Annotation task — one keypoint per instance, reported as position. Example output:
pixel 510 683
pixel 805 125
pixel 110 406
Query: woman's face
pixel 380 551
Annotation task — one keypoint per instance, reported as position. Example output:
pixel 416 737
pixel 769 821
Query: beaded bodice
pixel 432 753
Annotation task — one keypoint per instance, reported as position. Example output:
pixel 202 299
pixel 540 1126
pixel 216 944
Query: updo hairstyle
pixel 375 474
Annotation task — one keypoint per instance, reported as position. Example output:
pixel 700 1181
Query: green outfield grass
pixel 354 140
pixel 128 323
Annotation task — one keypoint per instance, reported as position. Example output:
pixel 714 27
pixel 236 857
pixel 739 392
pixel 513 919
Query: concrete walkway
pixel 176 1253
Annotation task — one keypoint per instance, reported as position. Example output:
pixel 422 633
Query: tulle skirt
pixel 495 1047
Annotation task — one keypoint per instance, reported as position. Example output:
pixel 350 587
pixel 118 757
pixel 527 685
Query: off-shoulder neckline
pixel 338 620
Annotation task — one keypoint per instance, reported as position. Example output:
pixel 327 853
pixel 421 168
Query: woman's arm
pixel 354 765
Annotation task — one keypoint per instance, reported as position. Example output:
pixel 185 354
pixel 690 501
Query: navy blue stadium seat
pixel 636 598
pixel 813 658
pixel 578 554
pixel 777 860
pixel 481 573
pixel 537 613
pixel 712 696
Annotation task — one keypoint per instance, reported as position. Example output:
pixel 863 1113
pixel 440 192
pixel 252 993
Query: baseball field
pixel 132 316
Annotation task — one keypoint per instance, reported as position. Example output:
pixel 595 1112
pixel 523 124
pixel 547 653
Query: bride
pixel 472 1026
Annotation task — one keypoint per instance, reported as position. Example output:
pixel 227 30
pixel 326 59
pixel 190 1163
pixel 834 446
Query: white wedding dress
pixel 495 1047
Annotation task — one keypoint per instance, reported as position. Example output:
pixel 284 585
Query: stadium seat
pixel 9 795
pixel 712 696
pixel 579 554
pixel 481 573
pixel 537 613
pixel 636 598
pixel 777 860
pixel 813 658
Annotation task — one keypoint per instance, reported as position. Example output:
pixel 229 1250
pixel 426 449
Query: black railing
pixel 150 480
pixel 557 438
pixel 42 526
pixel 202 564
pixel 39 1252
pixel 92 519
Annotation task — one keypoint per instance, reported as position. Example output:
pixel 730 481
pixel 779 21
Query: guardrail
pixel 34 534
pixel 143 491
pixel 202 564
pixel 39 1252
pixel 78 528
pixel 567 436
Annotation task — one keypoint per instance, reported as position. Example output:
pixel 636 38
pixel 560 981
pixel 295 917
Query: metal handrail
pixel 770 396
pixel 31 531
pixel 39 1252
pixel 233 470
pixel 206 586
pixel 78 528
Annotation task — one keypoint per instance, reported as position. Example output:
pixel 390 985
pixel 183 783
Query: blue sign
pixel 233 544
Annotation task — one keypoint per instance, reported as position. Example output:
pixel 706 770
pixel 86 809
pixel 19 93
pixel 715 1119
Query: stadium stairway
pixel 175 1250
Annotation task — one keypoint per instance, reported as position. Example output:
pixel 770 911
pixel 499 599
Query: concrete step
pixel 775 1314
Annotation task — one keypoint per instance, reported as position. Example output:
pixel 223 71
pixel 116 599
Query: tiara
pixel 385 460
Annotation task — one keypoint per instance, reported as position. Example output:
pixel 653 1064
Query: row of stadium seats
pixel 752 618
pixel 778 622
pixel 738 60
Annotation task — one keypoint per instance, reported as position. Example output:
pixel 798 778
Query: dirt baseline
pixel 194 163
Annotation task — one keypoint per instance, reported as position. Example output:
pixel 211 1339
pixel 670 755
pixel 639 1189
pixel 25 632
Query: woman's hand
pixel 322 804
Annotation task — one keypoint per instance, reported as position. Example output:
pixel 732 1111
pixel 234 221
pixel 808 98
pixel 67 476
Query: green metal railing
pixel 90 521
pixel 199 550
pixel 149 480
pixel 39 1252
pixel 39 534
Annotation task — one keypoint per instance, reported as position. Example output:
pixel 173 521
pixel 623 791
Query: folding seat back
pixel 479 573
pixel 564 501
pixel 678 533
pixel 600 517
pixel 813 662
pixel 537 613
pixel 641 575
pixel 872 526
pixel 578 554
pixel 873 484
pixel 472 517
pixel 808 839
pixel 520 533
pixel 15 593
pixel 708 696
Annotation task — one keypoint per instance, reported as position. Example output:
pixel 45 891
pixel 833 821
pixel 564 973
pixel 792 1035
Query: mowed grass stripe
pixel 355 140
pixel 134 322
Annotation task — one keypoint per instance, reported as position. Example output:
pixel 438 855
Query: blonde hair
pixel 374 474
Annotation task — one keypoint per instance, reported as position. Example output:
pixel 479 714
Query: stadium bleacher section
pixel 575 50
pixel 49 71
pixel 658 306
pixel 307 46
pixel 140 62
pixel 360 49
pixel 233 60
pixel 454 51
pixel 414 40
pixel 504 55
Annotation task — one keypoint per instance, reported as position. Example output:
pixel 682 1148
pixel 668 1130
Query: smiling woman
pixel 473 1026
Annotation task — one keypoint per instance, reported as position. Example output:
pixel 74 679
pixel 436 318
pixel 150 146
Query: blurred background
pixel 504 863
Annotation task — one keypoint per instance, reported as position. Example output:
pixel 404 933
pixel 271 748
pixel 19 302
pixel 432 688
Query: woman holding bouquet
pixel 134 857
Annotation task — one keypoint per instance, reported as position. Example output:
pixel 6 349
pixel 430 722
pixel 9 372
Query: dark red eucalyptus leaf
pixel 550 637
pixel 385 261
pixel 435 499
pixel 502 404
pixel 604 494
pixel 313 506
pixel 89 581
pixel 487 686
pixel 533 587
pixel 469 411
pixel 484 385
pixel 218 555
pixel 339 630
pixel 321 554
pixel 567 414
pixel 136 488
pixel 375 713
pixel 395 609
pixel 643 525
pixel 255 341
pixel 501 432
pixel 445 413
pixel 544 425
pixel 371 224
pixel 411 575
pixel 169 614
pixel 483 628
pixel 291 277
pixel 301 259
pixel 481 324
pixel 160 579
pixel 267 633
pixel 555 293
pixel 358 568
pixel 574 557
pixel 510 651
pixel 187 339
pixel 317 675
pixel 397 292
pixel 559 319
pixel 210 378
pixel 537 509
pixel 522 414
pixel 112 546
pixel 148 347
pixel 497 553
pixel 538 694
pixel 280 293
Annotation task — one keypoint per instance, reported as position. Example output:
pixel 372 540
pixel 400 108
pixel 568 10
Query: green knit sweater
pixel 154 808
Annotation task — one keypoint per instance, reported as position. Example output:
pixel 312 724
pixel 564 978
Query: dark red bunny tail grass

====

## Work instructions
Print the complete listing again, exactly as it stands.

## Output below
Annotation task — one keypoint per instance, reported as position. Example output:
pixel 510 683
pixel 805 125
pixel 110 406
Query: woman's face
pixel 380 551
Annotation task — one keypoint per instance, reported as position. Example output:
pixel 416 737
pixel 769 821
Query: beaded bodice
pixel 432 753
Annotation task — one keypoint per instance, reported as position. Example output:
pixel 202 299
pixel 540 1126
pixel 216 944
Query: updo hairstyle
pixel 375 474
Annotation task — one keypoint per instance, reported as position. Example output:
pixel 700 1181
Query: green outfield grass
pixel 354 140
pixel 128 323
Annotation task — one keypoint per instance, reported as position. Example output:
pixel 714 27
pixel 236 857
pixel 739 392
pixel 513 919
Query: concrete walkway
pixel 176 1253
Annotation task — one keypoint per instance, reported as position. Example output:
pixel 422 633
Query: tulle skirt
pixel 495 1047
Annotation task — one keypoint per instance, reported as position. Example output:
pixel 350 587
pixel 118 757
pixel 527 685
Query: off-shoulder neckline
pixel 338 620
Annotation task — one keypoint per instance, reported as position. Example output:
pixel 327 853
pixel 421 168
Query: woman's arm
pixel 354 765
Annotation task — one keypoint per instance, reported as position. Example output:
pixel 185 354
pixel 690 501
Query: navy blue stadium seat
pixel 636 598
pixel 813 658
pixel 578 554
pixel 777 860
pixel 481 573
pixel 537 613
pixel 712 696
Annotation task — one keypoint per instance, reported as position. Example output:
pixel 863 1113
pixel 440 192
pixel 252 993
Query: baseball field
pixel 132 316
Annotation task — one keypoint per instance, reported as position. Example output:
pixel 595 1112
pixel 523 124
pixel 547 653
Query: bride
pixel 472 1026
Annotation task — one keypoint per instance, reported as position. Example output:
pixel 227 30
pixel 326 59
pixel 190 1163
pixel 834 446
Query: white wedding dress
pixel 495 1047
Annotation task — one keypoint per instance, reported as position. Example output:
pixel 284 585
Query: stadium seat
pixel 9 795
pixel 712 696
pixel 579 554
pixel 481 573
pixel 537 613
pixel 636 598
pixel 777 860
pixel 813 658
Annotation task — one keypoint per instance, reported as position. Example output:
pixel 229 1250
pixel 426 449
Query: black railing
pixel 150 480
pixel 557 438
pixel 42 526
pixel 202 564
pixel 39 1252
pixel 92 519
Annotation task — one keypoint per instance, reported as position. Example output:
pixel 730 481
pixel 779 21
Query: guardrail
pixel 34 534
pixel 143 491
pixel 202 564
pixel 39 1252
pixel 78 528
pixel 567 436
Annotation task — one keypoint per instance, reported as position. Example output:
pixel 636 38
pixel 560 981
pixel 295 917
Query: metal handrail
pixel 770 396
pixel 31 531
pixel 39 1252
pixel 233 470
pixel 206 586
pixel 78 528
Annotation task — one keypoint per instance, reported as position. Example output:
pixel 390 985
pixel 183 783
Query: blue sign
pixel 233 544
Annotation task — one keypoint per instance, reported as position. Example output:
pixel 706 770
pixel 86 809
pixel 19 93
pixel 715 1119
Query: stadium stairway
pixel 175 1250
Annotation task — one keypoint per instance, reported as position. Example output:
pixel 770 911
pixel 499 599
Query: concrete step
pixel 775 1314
Annotation task — one keypoint per instance, reported as position. Example output:
pixel 223 71
pixel 116 599
Query: tiara
pixel 385 460
Annotation task — one keypoint per instance, reported as position. Example output:
pixel 653 1064
Query: row of stadium seats
pixel 752 618
pixel 778 622
pixel 738 60
Annotation task — one keypoint per instance, reported as position. Example output:
pixel 798 778
Query: dirt baseline
pixel 194 163
Annotation task — one keypoint per instance, reported as position. Example output:
pixel 211 1339
pixel 670 755
pixel 639 1189
pixel 25 632
Query: woman's hand
pixel 322 804
Annotation task — one keypoint per instance, reported as position. Example output:
pixel 732 1111
pixel 234 221
pixel 808 98
pixel 67 476
Query: green metal railing
pixel 90 521
pixel 199 550
pixel 149 480
pixel 39 1252
pixel 39 534
Annotation task — one keypoint per instance, reported as position. Example output:
pixel 173 521
pixel 623 791
Query: folding seat back
pixel 479 573
pixel 564 501
pixel 678 533
pixel 600 517
pixel 813 662
pixel 537 613
pixel 641 575
pixel 872 526
pixel 578 554
pixel 873 484
pixel 472 517
pixel 808 839
pixel 520 533
pixel 15 593
pixel 708 696
Annotation task — one keypoint per instance, reported as position. Example output:
pixel 45 891
pixel 833 821
pixel 564 973
pixel 792 1035
Query: mowed grass stripe
pixel 355 140
pixel 134 322
Annotation task — one keypoint per instance, reported as position. Example output:
pixel 438 855
Query: blonde hair
pixel 374 474
Annotation task — one keypoint per instance, reported as position. Example output:
pixel 479 714
Query: stadium bleacher section
pixel 575 50
pixel 49 71
pixel 658 306
pixel 307 46
pixel 140 62
pixel 360 49
pixel 233 60
pixel 454 51
pixel 414 40
pixel 504 55
Annotation task — one keypoint per instance, reported as position. Example output:
pixel 682 1148
pixel 668 1130
Query: smiling woman
pixel 473 1026
Annotation task — one keypoint per instance, reported as position. Example output:
pixel 74 679
pixel 436 318
pixel 150 146
Query: blurred background
pixel 504 863
Annotation task — one keypoint per instance, reported as position. Example output:
pixel 404 933
pixel 271 748
pixel 19 302
pixel 432 688
Query: woman holding bouquet
pixel 134 857
Annotation task — one keypoint per instance, reported as position. Example output:
pixel 6 349
pixel 430 722
pixel 9 372
Query: dark red eucalyptus leaf
pixel 550 637
pixel 385 261
pixel 435 499
pixel 502 404
pixel 604 494
pixel 313 506
pixel 89 581
pixel 487 686
pixel 533 587
pixel 469 411
pixel 484 385
pixel 218 555
pixel 339 630
pixel 321 554
pixel 567 414
pixel 136 488
pixel 375 713
pixel 395 609
pixel 643 525
pixel 255 341
pixel 501 432
pixel 445 413
pixel 544 425
pixel 371 224
pixel 411 575
pixel 169 614
pixel 483 628
pixel 291 277
pixel 301 259
pixel 481 324
pixel 160 579
pixel 267 633
pixel 555 293
pixel 358 568
pixel 574 557
pixel 510 651
pixel 187 339
pixel 317 675
pixel 397 292
pixel 559 319
pixel 210 378
pixel 537 509
pixel 522 414
pixel 112 546
pixel 148 347
pixel 497 553
pixel 538 694
pixel 280 293
Annotation task — one keypoint per instance, reported as position. Example output:
pixel 372 540
pixel 400 108
pixel 568 10
Query: green knit sweater
pixel 154 808
Annotation task — one keypoint per instance, reported as position. Example output:
pixel 312 724
pixel 564 978
Query: dark red bunny tail grass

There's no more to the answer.